◆ To do:
#1 From the Potez 633 page, extract the text between "1940-1941 - At" and "of the Germans.", inclusive.
#2 Please answer these questions using the Potez 633 page:
(a) In what month and year were 24 aircraft ordered from France?
(b) Where was No. 31 Bomber Squadron stationed at the beginning of the war?
(c) Who downed a Fiat fighter on 22 Nov. 1940, and over what place?
#3 According to the Potez 633 page, why did the Greek Potez 633 aircraft stop taking part in operations?

◆ Supplied passage:
= = = =
Sunday, 17 October 2010

(1939-1941) Potez 633

Greek Potez 633In January 1938, the Greeks signed an agreement with the French, for the delivery of 24 twin-engine Potez 633 B2 Grec bombers, with a deadline of one year. 13 aircraft were delivered, one of which was destroyed with French crew on the delivery to the Tanagra Air Base. The remaining 11 were confiscated by the French upon the outbreak of the war. The Greek Potez 633 had bombing configuration, except one that was delivered with photographic equipment. Their equipment included Hydraulic variable-paced propellers, F.R. radio, periscopic Bronzavia type bombing sight, OPL 36 fixed gunner sight, and GPU rails for four or two bombs. They took part in the operations in 1940 - 1941, with the 31st Bombing Squadron, until their final immobilisation due to lack of spare parts.

Operational History
Jan. 1938 - 24 aircraft ordered from France
1939 - Only 12 are delivered, one has been destroyed by the French crew delivering it and 11 have been confiscated by the French due to the outbreak of the war.
1940-1941 - At the beginning of the war, No. 31 Bomber Squadron has eight serviceable Potez 633 B2 and is stationed at Niamata, Larissa. The Squadron’s flying personnel consists of 23 officers and non commissioned officers. The Potez 633 aircraft take part in numerous bombing and reconnaissance operations until they are grounded due to lack of spares, shortly before the arrival of the Germans.

Air Kills
CONFIRMED 22 Nov. 1940 - Chr. Christidis (Potez 633, rear gunner) downs a Fiat fighter over Lake Maliki.
= = = =
◆ Recorded data:
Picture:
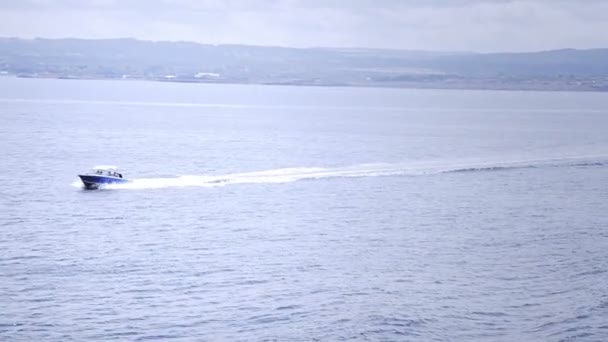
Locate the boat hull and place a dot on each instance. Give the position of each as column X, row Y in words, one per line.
column 92, row 182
= = = =
◆ Answers to each task:
#1
1940-1941 - At the beginning of the war, No. 31 Bomber Squadron has eight serviceable Potez 633 B2 and is stationed at Niamata, Larissa. The Squadron’s flying personnel consists of 23 officers and non commissioned officers. The Potez 633 aircraft take part in numerous bombing and reconnaissance operations until they are grounded due to lack of spares, shortly before the arrival of the Germans.

#2
(a) January 1938
(b) Niamata, Larissa
(c) Chr. Christidis, the rear gunner of a Potez 633, over Lake Maliki

#3 They were grounded because of a lack of spare parts. This happened shortly before the Germans arrived, after the aircraft had flown numerous bombing and reconnaissance operations in 1940–1941.